INFORMATION GIVEN:
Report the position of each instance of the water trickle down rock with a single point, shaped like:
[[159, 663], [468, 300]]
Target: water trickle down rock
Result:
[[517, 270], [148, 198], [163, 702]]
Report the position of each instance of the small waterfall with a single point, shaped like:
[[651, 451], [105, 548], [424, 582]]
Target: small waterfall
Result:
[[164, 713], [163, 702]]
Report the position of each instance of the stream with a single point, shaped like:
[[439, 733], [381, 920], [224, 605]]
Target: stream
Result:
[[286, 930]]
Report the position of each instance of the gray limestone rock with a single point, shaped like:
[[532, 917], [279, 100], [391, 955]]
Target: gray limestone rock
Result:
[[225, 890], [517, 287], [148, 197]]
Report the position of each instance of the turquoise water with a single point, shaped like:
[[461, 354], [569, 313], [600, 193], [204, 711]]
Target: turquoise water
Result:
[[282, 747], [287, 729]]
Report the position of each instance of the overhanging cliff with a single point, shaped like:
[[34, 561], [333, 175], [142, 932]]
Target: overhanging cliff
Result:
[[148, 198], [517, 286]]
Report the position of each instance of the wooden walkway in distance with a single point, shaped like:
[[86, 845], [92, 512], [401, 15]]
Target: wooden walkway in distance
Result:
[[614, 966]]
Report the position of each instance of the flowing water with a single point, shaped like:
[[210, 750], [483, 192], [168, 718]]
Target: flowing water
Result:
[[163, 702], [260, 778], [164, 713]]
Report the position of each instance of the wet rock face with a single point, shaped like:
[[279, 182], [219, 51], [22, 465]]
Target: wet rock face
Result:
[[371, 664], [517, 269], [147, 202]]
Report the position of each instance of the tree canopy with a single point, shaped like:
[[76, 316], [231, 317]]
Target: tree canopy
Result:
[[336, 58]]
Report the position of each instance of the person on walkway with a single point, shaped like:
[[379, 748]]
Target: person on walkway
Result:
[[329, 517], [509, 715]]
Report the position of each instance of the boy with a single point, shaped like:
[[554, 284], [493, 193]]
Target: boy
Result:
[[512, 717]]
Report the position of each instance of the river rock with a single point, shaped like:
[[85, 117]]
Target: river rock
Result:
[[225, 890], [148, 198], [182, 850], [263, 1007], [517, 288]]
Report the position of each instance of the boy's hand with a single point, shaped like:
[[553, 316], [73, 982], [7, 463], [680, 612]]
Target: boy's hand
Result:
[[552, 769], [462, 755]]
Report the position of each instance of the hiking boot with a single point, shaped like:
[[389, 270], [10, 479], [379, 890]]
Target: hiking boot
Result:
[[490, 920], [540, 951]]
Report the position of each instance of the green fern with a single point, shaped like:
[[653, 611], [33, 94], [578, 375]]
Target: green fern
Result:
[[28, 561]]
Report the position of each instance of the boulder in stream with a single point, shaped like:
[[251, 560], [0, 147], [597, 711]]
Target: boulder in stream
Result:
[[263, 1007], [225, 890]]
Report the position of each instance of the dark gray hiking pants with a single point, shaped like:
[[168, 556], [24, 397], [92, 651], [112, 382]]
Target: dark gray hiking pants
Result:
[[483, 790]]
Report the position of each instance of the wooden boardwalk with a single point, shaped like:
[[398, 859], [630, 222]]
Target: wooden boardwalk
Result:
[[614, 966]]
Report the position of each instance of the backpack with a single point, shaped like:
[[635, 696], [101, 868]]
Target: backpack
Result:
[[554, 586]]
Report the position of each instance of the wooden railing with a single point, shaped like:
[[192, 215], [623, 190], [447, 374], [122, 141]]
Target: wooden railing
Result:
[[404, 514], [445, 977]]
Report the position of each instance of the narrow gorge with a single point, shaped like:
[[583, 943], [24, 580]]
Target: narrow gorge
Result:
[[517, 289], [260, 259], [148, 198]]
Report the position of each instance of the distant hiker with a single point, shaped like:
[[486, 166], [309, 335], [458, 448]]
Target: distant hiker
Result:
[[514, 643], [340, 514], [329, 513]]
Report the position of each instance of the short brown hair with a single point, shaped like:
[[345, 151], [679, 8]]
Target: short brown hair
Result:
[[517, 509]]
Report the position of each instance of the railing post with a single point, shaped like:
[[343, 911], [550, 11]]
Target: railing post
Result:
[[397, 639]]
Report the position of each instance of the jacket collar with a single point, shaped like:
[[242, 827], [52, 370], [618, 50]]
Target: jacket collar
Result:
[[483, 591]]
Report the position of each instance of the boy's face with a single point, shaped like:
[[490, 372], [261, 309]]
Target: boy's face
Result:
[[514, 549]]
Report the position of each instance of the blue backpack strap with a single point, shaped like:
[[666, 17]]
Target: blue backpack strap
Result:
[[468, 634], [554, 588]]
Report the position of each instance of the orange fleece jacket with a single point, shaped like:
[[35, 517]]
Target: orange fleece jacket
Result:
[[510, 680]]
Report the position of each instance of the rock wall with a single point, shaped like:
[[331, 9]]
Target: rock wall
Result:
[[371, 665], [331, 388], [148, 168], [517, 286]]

WHAT TO DO: Switch "with a single point" to "with one point" in every one of the records above, then reproduce all of them with nothing else changed.

EXERCISE OUTPUT:
Report the position of each instance of the water trickle down rock with one point, shaped like:
[[159, 663], [468, 300]]
Target: water trickle down rock
Result:
[[517, 270], [148, 198], [163, 702]]
Report the position of each instance of the small waterfall with one point, shaped like:
[[651, 451], [105, 548], [424, 582]]
Target: small waterfall
Result:
[[164, 713], [163, 702]]
Report the position of each instance of the stream with one point, shaped like:
[[439, 733], [381, 920], [224, 605]]
Target: stream
Result:
[[286, 930]]
Report the position of each instance of the gray limestone rock with one point, shaped like:
[[532, 917], [279, 100], [391, 955]]
Target: gray limestone rock
Result:
[[225, 890], [517, 287], [148, 197]]
Report the position of each instance of the turquoise water with one point, shaped like:
[[461, 354], [569, 313], [600, 193], [204, 711]]
Target: turquoise water
Result:
[[282, 747], [287, 729]]
Report the position of each instance of the overhanging cliff with one point, shaped like:
[[34, 561], [333, 175], [142, 932]]
Target: overhanging cliff
Result:
[[148, 198], [517, 286]]
Report the position of each instance of the wooden walkway in distance with one point, shaped like:
[[86, 845], [92, 512], [401, 15]]
Target: wooden walkway in distance
Result:
[[614, 966]]
Report the position of each instance of the flowing water with one point, shaped like:
[[210, 750], [483, 192], [168, 718]]
Target: flowing water
Result:
[[163, 702], [260, 778], [164, 713]]
Report the position of each instance of the wet rock face with one point, shaped like:
[[279, 182], [219, 51], [22, 465]]
Target: wet rock face
Result:
[[371, 664], [517, 269], [147, 202]]
Report the position of each instance of the tree canopy with one point, shaped like:
[[76, 316], [231, 317]]
Target: tree canopy
Result:
[[336, 58]]
Report the position of each instance of the person on walkway with one point, shaped like:
[[379, 748]]
Target: person on walkway
Result:
[[329, 517], [509, 715]]
Report the position of each instance of the boy with one point, shaped like:
[[554, 284], [493, 193]]
Target: boy
Result:
[[512, 717]]
Report the position of each instance of the river rock with one point, shaped like:
[[85, 117]]
Target: river rock
Result:
[[225, 890], [148, 198], [182, 850], [263, 1007], [517, 288]]
Report the position of each instance of the boy's hand with one point, shaped like:
[[553, 316], [73, 982], [7, 463], [680, 612]]
Target: boy's hand
Result:
[[552, 769], [462, 755]]
Report the position of each instance of the hiking boot with one point, shaped like:
[[389, 270], [10, 479], [379, 890]]
Target: hiking boot
Result:
[[490, 920], [540, 951]]
Report the position of each instance of the green fern with one point, shaped like:
[[653, 611], [33, 94], [578, 375]]
Target: green fern
Result:
[[28, 561]]
Report the position of each instance of the boulder in stream with one point, shaped like:
[[251, 560], [0, 147], [597, 711]]
Target: boulder in stream
Result:
[[263, 1007], [225, 890]]
Report the position of each instance of the dark gray hiking pants with one point, shaped like:
[[168, 556], [24, 397], [92, 651], [112, 382]]
Target: dark gray hiking pants
Result:
[[483, 790]]
Report the position of each instance of the wooden boardwalk with one point, shaped like:
[[398, 859], [630, 222]]
Target: wooden boardwalk
Result:
[[614, 966]]
Report the position of each instance of the backpack with one point, shaped like:
[[635, 696], [101, 868]]
Target: backpack
Result:
[[554, 586]]
Report the position of each instance of the wooden railing with one point, shaped like:
[[192, 215], [623, 190], [447, 374], [122, 141]]
Target: wooden railing
Result:
[[404, 514], [445, 977]]
Report the position of each instance of the narrow gorge with one point, shaped like:
[[583, 943], [24, 580]]
Target: narrow gorge
Result:
[[517, 289], [260, 259], [148, 198]]
Report the position of each instance of the distant hiker with one point, shaped like:
[[486, 166], [309, 335], [458, 448]]
Target: distant hiker
Result:
[[514, 643], [340, 514], [329, 513]]
Report the position of each instance of the short brown hair with one point, shaped like:
[[345, 151], [679, 8]]
Target: short brown hair
Result:
[[517, 509]]
Report the position of each instance of the railing post with one point, shaped like:
[[343, 911], [550, 11]]
Target: railing post
Result:
[[397, 639]]
Report the position of each instance of the jacket collar with one point, shaped like:
[[242, 827], [52, 370], [618, 50]]
Target: jacket collar
Result:
[[483, 591]]
Report the position of each instance of the boy's face with one point, shaped like:
[[490, 372], [261, 309]]
Target: boy's face
Result:
[[514, 549]]
Report the position of each instance of the blue backpack strap with one point, shaped like:
[[666, 17]]
Target: blue backpack strap
Result:
[[468, 634], [554, 588]]
Report the position of each instance of the orange fleece jacket with one point, shaped like:
[[35, 517]]
Target: orange fleece jacket
Result:
[[510, 680]]
Report the position of each instance of the rock wall with one point, shaped like:
[[331, 9]]
Target: rock wall
Result:
[[371, 665], [331, 388], [148, 168], [517, 286]]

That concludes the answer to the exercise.